[Data excerpts]
--- START ---

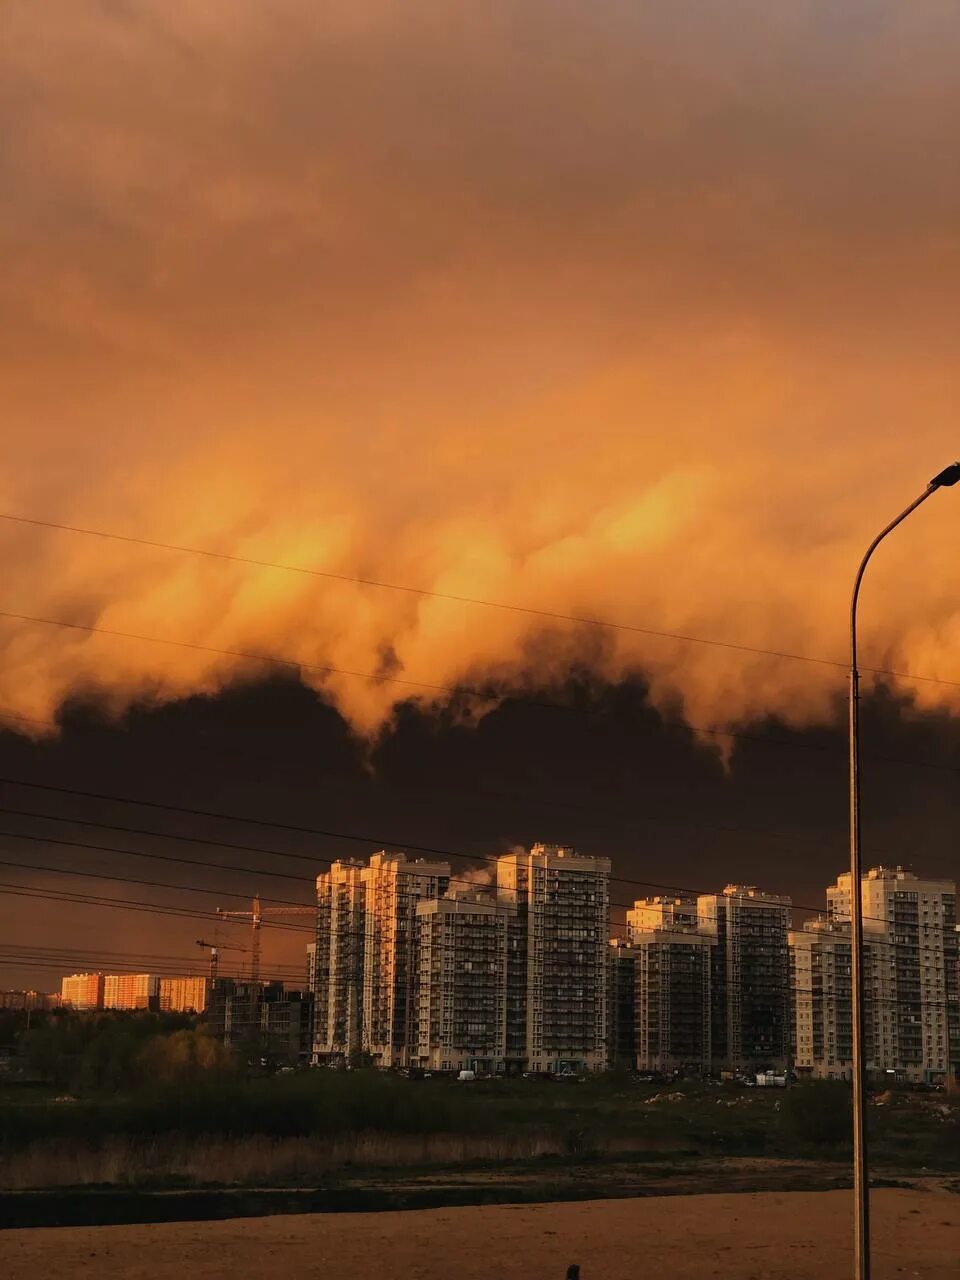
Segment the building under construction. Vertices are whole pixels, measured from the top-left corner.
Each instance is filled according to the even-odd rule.
[[[282,982],[217,978],[206,1024],[251,1063],[296,1066],[309,1060],[311,1009],[308,992],[288,991]]]

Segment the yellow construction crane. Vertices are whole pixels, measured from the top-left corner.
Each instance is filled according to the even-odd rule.
[[[250,911],[225,911],[217,907],[217,915],[224,920],[249,920],[251,925],[250,946],[250,981],[260,981],[260,926],[264,916],[312,916],[316,907],[263,907],[260,905],[259,893],[253,900]]]

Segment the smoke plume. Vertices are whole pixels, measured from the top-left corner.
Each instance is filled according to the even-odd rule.
[[[960,453],[954,5],[49,0],[0,28],[0,510],[842,662],[866,542]],[[960,679],[958,530],[937,497],[883,549],[868,665]],[[0,619],[2,710],[40,720],[264,669],[208,649],[303,664],[364,734],[584,668],[706,727],[843,687],[3,521],[0,557],[8,613],[203,646]]]

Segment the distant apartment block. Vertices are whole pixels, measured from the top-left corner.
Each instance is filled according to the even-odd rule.
[[[606,1066],[609,885],[609,858],[564,845],[497,859],[498,900],[516,911],[508,950],[514,1065],[561,1073]]]
[[[362,1048],[381,1067],[406,1067],[419,1046],[417,905],[441,898],[447,862],[376,853],[362,868]],[[319,948],[318,948],[319,949]],[[328,1013],[328,1027],[330,1014]]]
[[[104,1009],[157,1009],[159,999],[160,979],[156,974],[104,974]]]
[[[785,1069],[791,1040],[790,898],[729,884],[722,893],[698,897],[697,917],[712,943],[714,1069]]]
[[[160,1009],[163,1013],[203,1013],[209,988],[209,978],[161,978]]]
[[[511,909],[478,890],[417,904],[416,1061],[433,1071],[502,1073]]]
[[[27,1012],[32,1009],[56,1009],[59,1004],[59,993],[47,995],[42,991],[0,991],[0,1009]]]
[[[60,983],[60,1003],[86,1011],[103,1008],[103,974],[72,973]]]
[[[317,876],[317,934],[310,989],[315,1062],[355,1058],[363,1048],[364,864],[334,862]]]
[[[861,901],[867,1069],[942,1082],[960,1066],[956,882],[872,867]],[[827,910],[835,924],[849,924],[849,873],[827,889]]]

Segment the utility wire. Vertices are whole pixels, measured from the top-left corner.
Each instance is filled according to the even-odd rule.
[[[114,956],[117,956],[117,955],[122,955],[123,953],[112,953],[112,954]],[[22,961],[22,964],[19,963],[20,961]],[[174,963],[174,961],[175,961],[175,958],[174,960],[171,960],[170,963],[172,964]],[[27,951],[19,951],[11,956],[0,954],[0,965],[2,964],[8,964],[11,968],[30,968],[34,966],[36,968],[44,968],[44,969],[59,968],[61,972],[65,966],[69,967],[70,964],[76,964],[78,966],[87,965],[89,972],[103,972],[104,976],[107,976],[109,974],[109,972],[111,971],[111,965],[113,965],[112,971],[120,975],[150,973],[158,977],[209,978],[209,973],[202,969],[198,969],[195,972],[188,972],[182,967],[169,969],[169,966],[168,966],[168,968],[165,969],[163,964],[159,966],[154,964],[152,967],[151,966],[144,967],[143,964],[140,962],[139,958],[136,957],[136,955],[134,955],[131,959],[131,962],[126,965],[117,963],[116,960],[109,961],[104,965],[100,965],[95,963],[94,961],[91,961],[85,958],[82,953],[80,953],[80,957],[78,959],[71,960],[71,959],[63,959],[59,956],[53,956],[53,955],[50,955],[50,956],[41,955],[40,957],[35,958],[32,954],[28,954]],[[280,973],[281,970],[284,971],[283,974]],[[78,969],[78,972],[80,971],[81,970]],[[289,964],[274,965],[272,966],[270,972],[276,975],[272,980],[282,981],[285,984],[289,984],[290,981],[298,981],[301,977],[306,977],[306,974],[301,969],[299,969],[295,965],[289,965]],[[221,976],[230,977],[240,982],[248,981],[248,979],[245,979],[242,975],[222,974]],[[264,976],[261,979],[261,981],[268,982],[268,981],[271,981],[271,979],[269,977]],[[775,984],[771,984],[771,988],[774,985]],[[894,1007],[903,1009],[905,1013],[909,1013],[911,1011],[911,1006],[918,1002],[922,1003],[924,1010],[956,1009],[957,1008],[957,1002],[955,1000],[950,1000],[950,999],[922,1000],[922,992],[920,991],[919,986],[917,986],[915,989],[906,990],[906,991],[903,989],[903,987],[904,987],[904,984],[901,981],[898,983],[898,992],[896,995],[881,995],[877,993],[876,995],[871,997],[871,1005],[873,1007],[894,1006]],[[804,996],[811,997],[816,1002],[822,1002],[822,1003],[831,1003],[831,1002],[844,1003],[846,995],[849,994],[849,993],[845,993],[844,996],[841,996],[839,994],[828,996],[822,991],[817,991],[816,989],[811,987],[801,987],[796,985],[795,983],[787,984],[787,986],[785,987],[776,986],[776,990],[780,993],[786,994],[791,998],[795,998],[798,995],[804,995]],[[765,991],[763,994],[769,994],[769,990]],[[107,1010],[107,1012],[110,1012],[110,1010]],[[123,1010],[117,1010],[117,1012],[123,1012]],[[128,1010],[128,1012],[130,1011]]]
[[[273,827],[277,830],[294,831],[294,832],[297,832],[298,834],[319,835],[328,839],[357,841],[367,846],[373,846],[374,848],[383,849],[383,850],[388,850],[388,849],[410,850],[414,853],[428,854],[430,857],[436,857],[436,858],[443,858],[443,859],[460,858],[460,859],[465,859],[471,862],[488,862],[496,866],[500,857],[503,856],[500,854],[467,854],[467,853],[461,853],[452,849],[438,848],[436,846],[410,844],[403,840],[397,840],[397,839],[385,840],[380,836],[359,835],[356,832],[325,831],[320,828],[294,826],[289,823],[273,822],[273,821],[270,821],[267,819],[261,819],[261,818],[240,817],[239,815],[236,815],[236,814],[224,814],[224,813],[218,813],[218,812],[204,810],[204,809],[183,808],[178,805],[164,804],[160,801],[154,801],[154,800],[138,800],[138,799],[133,799],[129,796],[114,796],[114,795],[107,795],[101,792],[82,791],[77,788],[58,787],[58,786],[54,786],[51,783],[26,782],[21,779],[4,778],[4,777],[0,777],[0,783],[5,783],[13,786],[20,786],[20,787],[40,790],[40,791],[53,791],[53,792],[66,794],[66,795],[79,796],[85,799],[102,800],[102,801],[107,801],[114,804],[131,804],[131,805],[142,806],[144,808],[155,808],[155,809],[160,809],[164,811],[172,811],[175,813],[185,813],[193,817],[214,818],[219,821],[228,821],[228,822],[248,822],[257,826]],[[16,814],[19,814],[20,816],[47,818],[54,822],[71,823],[74,821],[74,819],[63,818],[53,814],[37,814],[37,813],[33,813],[26,810],[15,810],[15,809],[6,810],[0,807],[0,813],[3,813],[3,812],[16,813]],[[227,841],[207,840],[205,837],[202,837],[202,836],[187,837],[181,833],[171,834],[171,833],[159,832],[159,831],[142,831],[136,828],[124,828],[124,827],[111,828],[110,824],[108,823],[90,822],[90,821],[83,822],[81,823],[81,825],[97,826],[104,830],[112,829],[112,830],[127,831],[128,833],[136,833],[136,834],[147,835],[151,837],[159,837],[161,839],[191,840],[193,843],[197,843],[197,844],[210,844],[210,845],[219,846],[223,848],[233,848],[233,849],[238,849],[245,852],[261,853],[271,857],[279,856],[284,858],[292,858],[298,861],[309,862],[314,866],[319,863],[327,867],[330,867],[333,865],[334,862],[339,861],[339,859],[321,857],[315,854],[290,853],[287,851],[265,848],[263,846],[258,846],[258,845],[239,845],[239,844],[232,844]],[[44,841],[44,839],[47,839],[50,843],[73,845],[74,847],[77,847],[77,848],[91,848],[97,852],[132,854],[135,857],[141,856],[139,852],[135,849],[127,849],[127,848],[118,849],[118,848],[114,848],[111,846],[104,846],[104,845],[89,845],[89,844],[85,844],[82,841],[61,841],[53,837],[49,837],[49,838],[41,837],[41,836],[21,837],[17,832],[0,831],[0,836],[3,836],[3,835],[10,836],[13,839],[23,838],[23,839],[30,839],[30,840],[41,842],[41,843]],[[298,877],[298,876],[292,875],[291,873],[260,871],[257,869],[251,869],[247,867],[229,866],[224,863],[204,863],[196,859],[176,859],[172,857],[167,858],[166,856],[159,855],[159,854],[146,854],[142,856],[160,858],[161,860],[164,860],[164,861],[192,862],[194,865],[198,865],[198,866],[209,866],[211,868],[220,869],[220,870],[240,871],[240,872],[244,872],[246,874],[250,874],[254,876],[263,874],[263,875],[281,876],[285,879],[300,879],[300,880],[303,880],[304,882],[306,882],[307,880],[310,880],[311,883],[313,881],[313,877]],[[933,877],[933,878],[936,879],[937,877]],[[465,879],[464,877],[451,876],[450,882],[468,884],[474,888],[478,887],[475,881]],[[656,889],[663,893],[685,895],[688,897],[702,897],[702,896],[706,896],[716,892],[715,890],[712,890],[712,889],[702,889],[702,888],[694,889],[694,888],[690,888],[689,886],[678,885],[676,883],[671,884],[671,883],[664,883],[664,882],[653,881],[653,880],[640,880],[640,879],[628,878],[623,876],[610,876],[608,877],[608,882],[610,884],[621,884],[631,888]],[[482,886],[479,886],[479,887],[482,887]],[[235,896],[239,897],[241,895],[235,895]],[[283,900],[272,899],[272,901],[280,902]],[[291,903],[291,905],[299,906],[303,904]],[[633,903],[611,901],[610,906],[629,909],[633,906]],[[791,908],[795,911],[807,911],[814,914],[822,914],[824,910],[822,904],[819,906],[811,906],[809,904],[796,903],[796,902],[791,902]],[[864,919],[869,920],[869,919],[872,919],[872,917],[865,916]],[[881,920],[880,923],[886,923],[886,921]]]
[[[69,875],[69,872],[63,872]],[[156,902],[144,902],[136,898],[109,898],[103,894],[78,893],[69,889],[46,890],[21,881],[0,880],[0,896],[13,898],[39,898],[47,902],[66,902],[77,906],[106,907],[114,911],[132,911],[142,915],[172,916],[176,920],[202,920],[210,924],[238,924],[239,921],[225,919],[212,911],[201,911],[195,907],[163,906]],[[299,925],[276,924],[264,920],[263,929],[284,929],[292,933],[308,933],[313,930]]]
[[[9,833],[0,832],[0,836],[5,835],[5,834],[9,834]],[[31,839],[31,838],[41,839],[41,837],[25,837],[25,838],[27,838],[27,839]],[[79,847],[79,848],[95,848],[95,849],[97,849],[98,851],[103,851],[103,850],[104,850],[104,847],[103,847],[103,846],[98,846],[98,845],[89,846],[89,845],[81,844],[81,843],[76,842],[76,841],[58,841],[58,840],[54,840],[54,841],[52,841],[52,843],[55,843],[55,844],[63,843],[63,844],[67,844],[67,845],[69,845],[69,846],[71,846],[71,847]],[[121,850],[121,849],[113,849],[113,850],[109,850],[109,851],[110,851],[110,852],[115,852],[115,853],[135,853],[135,852],[136,852],[135,850]],[[218,864],[214,864],[214,865],[218,865]],[[79,876],[79,877],[83,877],[83,878],[86,878],[86,879],[94,879],[94,880],[109,880],[109,881],[113,881],[113,882],[119,882],[119,883],[122,883],[122,884],[132,884],[132,885],[137,885],[137,886],[140,886],[140,887],[159,888],[159,889],[173,889],[173,890],[175,890],[175,891],[180,891],[180,892],[186,892],[186,893],[201,893],[201,894],[206,894],[206,895],[210,895],[210,896],[234,896],[234,897],[240,897],[240,896],[241,896],[241,895],[239,895],[239,894],[233,894],[233,895],[231,895],[231,894],[219,894],[219,893],[218,893],[218,890],[216,890],[216,889],[200,889],[200,888],[196,888],[196,887],[191,886],[191,885],[176,885],[176,884],[169,884],[169,883],[166,883],[166,882],[157,882],[157,881],[154,881],[154,880],[140,880],[140,879],[134,879],[134,878],[129,877],[129,876],[106,875],[106,874],[100,874],[100,873],[98,873],[98,872],[92,872],[92,871],[79,871],[79,870],[76,870],[76,869],[74,869],[74,868],[70,868],[70,867],[36,866],[36,865],[34,865],[34,864],[32,864],[32,863],[12,862],[12,861],[8,861],[8,860],[0,860],[0,866],[3,866],[3,867],[11,867],[11,868],[15,868],[15,869],[17,869],[17,870],[38,871],[38,872],[42,872],[42,873],[50,874],[50,875],[63,875],[63,876],[68,876],[68,877],[72,877],[72,876]],[[454,880],[455,880],[455,877],[450,877],[450,878],[449,878],[449,883],[454,883]],[[473,881],[465,881],[465,882],[463,882],[463,883],[469,884],[471,887],[477,887],[477,886],[475,885],[475,882],[473,882]],[[691,891],[689,891],[689,892],[691,892],[691,893],[692,893],[693,891],[691,890]],[[429,900],[429,899],[424,899],[424,900]],[[306,903],[304,903],[304,904],[301,904],[301,903],[295,903],[295,904],[293,904],[293,905],[296,905],[296,906],[300,906],[300,905],[307,906],[307,905],[312,905],[312,904],[306,904]],[[623,908],[623,909],[626,909],[626,910],[630,910],[630,909],[632,908],[632,904],[629,904],[629,903],[623,903],[623,902],[608,902],[606,905],[607,905],[608,909],[609,909],[610,907]],[[795,911],[795,910],[799,910],[799,911],[803,911],[803,910],[814,910],[813,908],[805,908],[805,907],[802,907],[802,906],[794,906],[794,904],[792,904],[792,903],[791,903],[791,904],[784,904],[784,906],[786,907],[786,909],[787,909],[787,910],[789,910],[789,911],[791,912],[791,914],[792,914],[792,913],[793,913],[793,911]],[[512,917],[515,915],[515,911],[514,911],[513,909],[511,909],[510,907],[508,907],[508,906],[501,906],[501,905],[499,905],[499,904],[498,904],[498,905],[496,906],[496,908],[495,908],[495,912],[494,912],[494,914],[499,915],[499,916],[504,916],[504,917],[507,917],[507,918],[512,918]],[[820,909],[820,914],[822,914],[822,908]],[[216,918],[217,918],[217,919],[221,919],[221,917],[219,917],[219,916],[218,916],[218,917],[216,917]],[[714,916],[713,916],[713,915],[711,915],[711,914],[709,914],[709,913],[705,913],[705,914],[702,914],[702,915],[701,915],[701,914],[695,914],[692,918],[693,918],[693,919],[695,919],[695,920],[697,921],[697,923],[698,923],[698,924],[699,924],[699,923],[701,923],[701,922],[709,923],[709,922],[712,922],[712,921],[714,920]],[[868,921],[876,921],[876,922],[879,922],[879,923],[883,923],[883,924],[887,925],[888,927],[892,927],[892,922],[882,920],[880,917],[866,916],[866,917],[864,917],[864,918],[865,918],[866,920],[868,920]],[[234,921],[234,923],[240,923],[240,922],[239,922],[239,921]],[[271,927],[273,927],[273,928],[279,928],[279,929],[285,929],[285,930],[287,930],[288,932],[309,934],[311,938],[314,938],[314,937],[316,936],[316,927],[315,927],[314,925],[295,925],[295,924],[292,924],[292,923],[289,923],[289,922],[273,922]],[[927,928],[927,931],[928,931],[928,932],[935,930],[937,933],[942,933],[942,934],[944,934],[944,935],[945,935],[945,941],[946,941],[947,939],[953,940],[953,939],[954,939],[954,937],[955,937],[955,931],[954,931],[954,929],[952,928],[952,926],[927,925],[927,926],[926,926],[926,928]],[[685,935],[685,933],[684,933],[684,931],[683,931],[682,929],[671,929],[669,926],[667,926],[667,927],[666,927],[666,929],[665,929],[665,930],[663,930],[663,931],[666,931],[666,932],[674,932],[674,933],[676,933],[679,937],[686,936],[686,935]],[[360,928],[358,928],[358,929],[340,929],[340,930],[336,930],[335,932],[334,932],[334,931],[331,931],[331,932],[332,932],[332,933],[334,933],[334,936],[336,936],[336,937],[338,937],[338,938],[353,937],[353,938],[357,938],[357,939],[359,939],[359,938],[365,938],[365,937],[367,937],[367,930],[366,930],[366,927],[365,927],[365,926],[362,926],[362,927],[360,927]],[[692,936],[696,936],[696,935],[692,935]],[[917,944],[916,944],[916,945],[914,945],[914,944],[913,944],[913,943],[911,943],[911,942],[898,942],[898,941],[896,941],[896,940],[892,940],[892,939],[885,939],[885,938],[878,938],[878,937],[875,937],[875,936],[874,936],[874,937],[870,937],[870,938],[868,939],[868,941],[869,941],[869,943],[870,943],[870,944],[872,944],[872,945],[874,945],[874,946],[877,946],[877,947],[892,947],[892,948],[900,947],[900,948],[902,948],[902,949],[904,949],[904,950],[909,950],[909,951],[911,951],[911,952],[916,952],[916,953],[918,953],[918,954],[927,954],[927,953],[930,953],[930,954],[940,955],[940,954],[942,954],[942,953],[944,953],[944,952],[945,952],[945,948],[944,948],[944,947],[937,947],[937,946],[935,946],[935,945],[934,945],[934,946],[927,946],[927,945],[925,945],[925,946],[920,946],[920,945],[919,945],[919,941],[917,942]]]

--- END ---

▸ Work item
Could you set down verbatim the lines from the beginning of the entries above through the line containing "Segment the distant", both included, leaving out the pictures?

▸ Answer space
Segment the building under construction. Vertices are whole pixels, measured from the top-left corner.
Each instance is filled according to the even-odd rule.
[[[282,982],[217,978],[206,1024],[251,1063],[296,1066],[309,1060],[311,1009],[308,992],[288,991]]]

Segment the yellow construction crane. Vertices are whole pixels, measured from the top-left corner.
Each instance is filled according to the even-odd rule.
[[[250,911],[225,911],[217,907],[217,915],[224,920],[249,920],[251,925],[250,946],[250,981],[260,981],[260,926],[264,916],[312,916],[316,907],[263,907],[260,905],[259,893],[253,900]]]

Segment the smoke plume. Vertices are whole pixels, measured from the top-left corner.
Each instance is filled according to the even-odd rule.
[[[960,453],[954,5],[49,0],[0,28],[0,510],[842,662],[866,542]],[[960,679],[958,530],[937,497],[883,549],[868,665]],[[0,619],[2,710],[40,720],[264,669],[208,649],[303,664],[364,734],[584,668],[706,727],[843,687],[3,521],[0,557],[8,613],[203,646]]]

Segment the distant apartment block. Vertices are whole pixels, measured from the top-left corner.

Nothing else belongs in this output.